Work required -
A word-for-word retyping of the listing is the goal.

*** Material to process Section Begins ***

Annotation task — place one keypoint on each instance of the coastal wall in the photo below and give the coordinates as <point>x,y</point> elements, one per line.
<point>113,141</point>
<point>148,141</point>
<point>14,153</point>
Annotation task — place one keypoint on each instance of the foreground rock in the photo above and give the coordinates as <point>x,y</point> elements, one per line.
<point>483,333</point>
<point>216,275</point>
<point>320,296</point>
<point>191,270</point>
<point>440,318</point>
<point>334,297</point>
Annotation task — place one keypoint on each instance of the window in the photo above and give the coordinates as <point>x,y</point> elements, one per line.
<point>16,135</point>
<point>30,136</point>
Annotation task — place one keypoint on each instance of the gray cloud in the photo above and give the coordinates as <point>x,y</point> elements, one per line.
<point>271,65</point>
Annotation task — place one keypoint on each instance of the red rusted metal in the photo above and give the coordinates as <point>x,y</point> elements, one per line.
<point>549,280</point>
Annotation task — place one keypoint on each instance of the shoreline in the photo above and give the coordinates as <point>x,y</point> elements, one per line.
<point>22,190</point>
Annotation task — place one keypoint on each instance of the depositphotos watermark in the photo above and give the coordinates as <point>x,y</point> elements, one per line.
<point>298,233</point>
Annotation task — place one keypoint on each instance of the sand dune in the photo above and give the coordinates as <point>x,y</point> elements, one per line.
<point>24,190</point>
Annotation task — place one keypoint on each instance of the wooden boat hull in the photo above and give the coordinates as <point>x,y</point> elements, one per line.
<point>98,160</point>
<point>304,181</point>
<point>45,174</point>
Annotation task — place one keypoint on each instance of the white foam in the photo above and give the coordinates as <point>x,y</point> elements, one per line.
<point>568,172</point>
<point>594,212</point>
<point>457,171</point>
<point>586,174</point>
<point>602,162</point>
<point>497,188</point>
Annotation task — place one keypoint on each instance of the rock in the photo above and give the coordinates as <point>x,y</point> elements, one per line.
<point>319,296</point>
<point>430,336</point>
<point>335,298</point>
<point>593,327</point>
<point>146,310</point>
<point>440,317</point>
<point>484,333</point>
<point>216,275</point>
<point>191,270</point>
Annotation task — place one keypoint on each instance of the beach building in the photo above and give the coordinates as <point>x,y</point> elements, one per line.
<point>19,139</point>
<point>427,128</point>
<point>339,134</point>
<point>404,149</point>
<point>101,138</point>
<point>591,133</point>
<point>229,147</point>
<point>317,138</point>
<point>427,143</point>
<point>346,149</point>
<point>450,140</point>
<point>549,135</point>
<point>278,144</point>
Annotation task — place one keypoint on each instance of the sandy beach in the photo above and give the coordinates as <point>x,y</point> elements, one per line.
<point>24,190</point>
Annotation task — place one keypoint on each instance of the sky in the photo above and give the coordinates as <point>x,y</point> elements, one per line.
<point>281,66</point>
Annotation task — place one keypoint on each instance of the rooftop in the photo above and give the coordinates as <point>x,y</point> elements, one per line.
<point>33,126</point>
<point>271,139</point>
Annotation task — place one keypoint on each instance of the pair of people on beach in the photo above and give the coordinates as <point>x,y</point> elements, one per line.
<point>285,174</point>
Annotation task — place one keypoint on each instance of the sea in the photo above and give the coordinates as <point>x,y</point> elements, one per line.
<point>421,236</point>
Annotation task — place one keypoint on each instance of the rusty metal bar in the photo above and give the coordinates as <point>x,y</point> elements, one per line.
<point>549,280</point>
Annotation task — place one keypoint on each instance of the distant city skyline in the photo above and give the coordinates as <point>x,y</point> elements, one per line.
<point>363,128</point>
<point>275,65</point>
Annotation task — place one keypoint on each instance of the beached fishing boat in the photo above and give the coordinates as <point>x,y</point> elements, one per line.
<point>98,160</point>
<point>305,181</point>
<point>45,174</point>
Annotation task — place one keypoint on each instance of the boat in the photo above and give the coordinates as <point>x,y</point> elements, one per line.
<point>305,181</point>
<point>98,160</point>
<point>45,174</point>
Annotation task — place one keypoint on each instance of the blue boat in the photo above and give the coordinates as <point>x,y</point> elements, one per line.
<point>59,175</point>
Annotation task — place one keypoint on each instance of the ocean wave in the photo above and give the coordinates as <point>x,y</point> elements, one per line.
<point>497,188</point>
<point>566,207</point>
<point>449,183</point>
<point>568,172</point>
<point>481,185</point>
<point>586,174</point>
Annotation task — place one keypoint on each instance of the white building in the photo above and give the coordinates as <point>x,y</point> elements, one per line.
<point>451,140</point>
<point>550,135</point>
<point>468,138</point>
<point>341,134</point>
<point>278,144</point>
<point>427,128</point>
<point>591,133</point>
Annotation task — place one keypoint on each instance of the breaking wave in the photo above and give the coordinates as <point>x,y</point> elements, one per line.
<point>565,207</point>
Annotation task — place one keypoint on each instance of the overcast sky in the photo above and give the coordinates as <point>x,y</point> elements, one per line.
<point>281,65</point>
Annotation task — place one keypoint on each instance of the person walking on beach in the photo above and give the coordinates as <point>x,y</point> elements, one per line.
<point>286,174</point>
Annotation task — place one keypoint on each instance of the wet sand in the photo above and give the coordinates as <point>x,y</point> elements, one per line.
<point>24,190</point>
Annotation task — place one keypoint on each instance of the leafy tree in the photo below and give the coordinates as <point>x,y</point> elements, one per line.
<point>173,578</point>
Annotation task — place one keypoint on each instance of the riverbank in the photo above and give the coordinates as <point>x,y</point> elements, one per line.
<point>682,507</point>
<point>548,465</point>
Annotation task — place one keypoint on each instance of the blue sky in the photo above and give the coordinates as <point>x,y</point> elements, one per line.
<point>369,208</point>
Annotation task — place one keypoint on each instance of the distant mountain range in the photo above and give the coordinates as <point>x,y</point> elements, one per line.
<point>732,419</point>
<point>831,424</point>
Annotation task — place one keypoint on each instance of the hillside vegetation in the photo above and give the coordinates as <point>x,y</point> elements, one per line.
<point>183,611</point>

*** Material to process Section Ends ***

Solution to this problem -
Annotation task — place one keypoint on each instance of the coastal wall in the photo below and give the coordinates as <point>x,y</point> elements, one per line.
<point>113,141</point>
<point>148,141</point>
<point>14,153</point>
Annotation task — place one keypoint on each instance of the foreground rock in the photo above and give the coordinates as <point>x,y</point> elements, one per line.
<point>483,333</point>
<point>216,275</point>
<point>320,296</point>
<point>191,270</point>
<point>440,318</point>
<point>334,297</point>
Annotation task — place one keypoint on each instance of the window in the photo above and give the coordinates as <point>x,y</point> elements, one per line.
<point>16,135</point>
<point>30,136</point>
Annotation task — place one keypoint on each instance of the gray cloud in the photo above and give the coordinates as <point>x,y</point> elements, one per line.
<point>271,65</point>
Annotation task — place one keypoint on each instance of the red rusted metal in the photo above and give the coordinates as <point>x,y</point> elements, one per line.
<point>549,280</point>
Annotation task — place one keypoint on each instance of the shoreline in the photo above and give the coordinates as <point>x,y</point> elements, one per line.
<point>22,190</point>
Annotation task — place one keypoint on each instance of the depositphotos watermark in the photo above and give the coordinates as <point>x,y</point> elements, one per line.
<point>298,233</point>
Annotation task — place one keypoint on each instance of the sand dune in the photo above and give the coordinates as <point>x,y</point> elements, one per line.
<point>24,190</point>
Annotation task — place one keypoint on each instance of the wooden boat hull in the photo above and give the coordinates as <point>x,y</point> elements, one per line.
<point>98,160</point>
<point>304,181</point>
<point>45,174</point>
Annotation task — place one keypoint on each instance of the white foam in the photo above and give the coordinates as <point>x,y</point> elements, one per line.
<point>568,172</point>
<point>594,212</point>
<point>457,171</point>
<point>586,174</point>
<point>602,162</point>
<point>497,188</point>
Annotation task — place one keypoint on each instance of the rock in the photo above and give the coordinates as <point>x,y</point> elements, one per line.
<point>319,296</point>
<point>430,336</point>
<point>335,298</point>
<point>593,327</point>
<point>146,310</point>
<point>440,317</point>
<point>484,333</point>
<point>216,275</point>
<point>191,270</point>
Annotation task — place one keypoint on each instance of the beach building in the photo above and give the coordinates as <point>x,y</point> elements, one per line.
<point>19,139</point>
<point>427,128</point>
<point>339,134</point>
<point>404,149</point>
<point>101,138</point>
<point>591,133</point>
<point>229,147</point>
<point>317,138</point>
<point>427,143</point>
<point>346,149</point>
<point>450,140</point>
<point>549,135</point>
<point>278,144</point>
Annotation task — place one keypoint on each instance of the sandy beach in the photo above and give the coordinates as <point>x,y</point> elements, one per line.
<point>24,190</point>
Annotation task — place one keypoint on each instance of the sky in the photo above and give the coordinates as <point>x,y</point> elements, one per line.
<point>281,66</point>
Annotation task — place one keypoint on each instance of the rooftop in the photo above and give the coordinates as <point>x,y</point> elements, one per line.
<point>33,126</point>
<point>271,139</point>
Annotation task — place one keypoint on each instance of the pair of people on beach in the photo above and give the coordinates as <point>x,y</point> elements, one per line.
<point>285,174</point>
Annotation task — place one keypoint on each instance of the sea in the photo above and give the coordinates as <point>x,y</point> elements, one per line.
<point>421,236</point>
Annotation task — place one keypoint on each instance of the rusty metal bar in the photo above and give the coordinates as <point>x,y</point> elements, one per line.
<point>549,280</point>
Annotation task — place one keypoint on each instance of the distant city skyline in the photo above and give the coordinates as <point>x,y</point> elements, one per line.
<point>363,128</point>
<point>275,65</point>
Annotation task — place one keypoint on each instance of the beached fishing boat in the photo above and give the coordinates as <point>x,y</point> elements, one per line.
<point>98,160</point>
<point>305,181</point>
<point>45,174</point>
Annotation task — place one keypoint on each instance of the boat in the photo above and give the coordinates as <point>x,y</point> elements, one per line.
<point>305,181</point>
<point>98,160</point>
<point>45,174</point>
Annotation task — place one keypoint on each instance of the blue boat in the photo above and give the coordinates as <point>x,y</point> elements, one per line.
<point>59,175</point>
Annotation task — place one keypoint on each instance of the ocean wave in the photo above and give the coordinates as <point>x,y</point> elements, one per line.
<point>497,188</point>
<point>566,207</point>
<point>449,183</point>
<point>568,172</point>
<point>481,185</point>
<point>586,174</point>
Annotation task — place one keypoint on each instance of the white building in the photo above and give the coordinates as <point>x,y</point> elements, one per line.
<point>451,140</point>
<point>550,135</point>
<point>468,138</point>
<point>341,134</point>
<point>278,144</point>
<point>427,128</point>
<point>591,133</point>
Annotation task — place one keypoint on each instance of the breaking wave in the photo above and give the coordinates as <point>x,y</point> elements, one per line.
<point>565,207</point>
Annotation task — place one keypoint on each instance of the overcast sky in the photo above and give the coordinates as <point>x,y</point> elements, one per line.
<point>281,65</point>
Annotation task — place one keypoint on each instance of the person walking on beach in the photo above and give the coordinates as <point>x,y</point> elements, one per line.
<point>286,174</point>
Annotation task — place one keypoint on each instance of the wet sand in the photo above and give the coordinates as <point>x,y</point> elements, one per line.
<point>24,190</point>
Annotation task — place one keypoint on each instance of the leafy tree in the photo below and give the coordinates as <point>x,y</point> elements, one per line.
<point>173,578</point>
Annotation task — place one keypoint on each instance of the riverbank in the photo above and give the coordinates as <point>x,y</point> elements, one per line.
<point>682,507</point>
<point>548,465</point>
Annotation task — place one keypoint on each instance of the blue sky in the photo above and give the coordinates as <point>x,y</point> elements, one per line.
<point>369,208</point>
Annotation task — place one keypoint on each instance of the distant mountain range in the photo above and give the coordinates as <point>x,y</point> elements, one per line.
<point>732,419</point>
<point>831,424</point>
Annotation task — place one keypoint on each instance of the hillside vegetation in the photo above and give the coordinates as <point>x,y</point> elements, one per line.
<point>183,611</point>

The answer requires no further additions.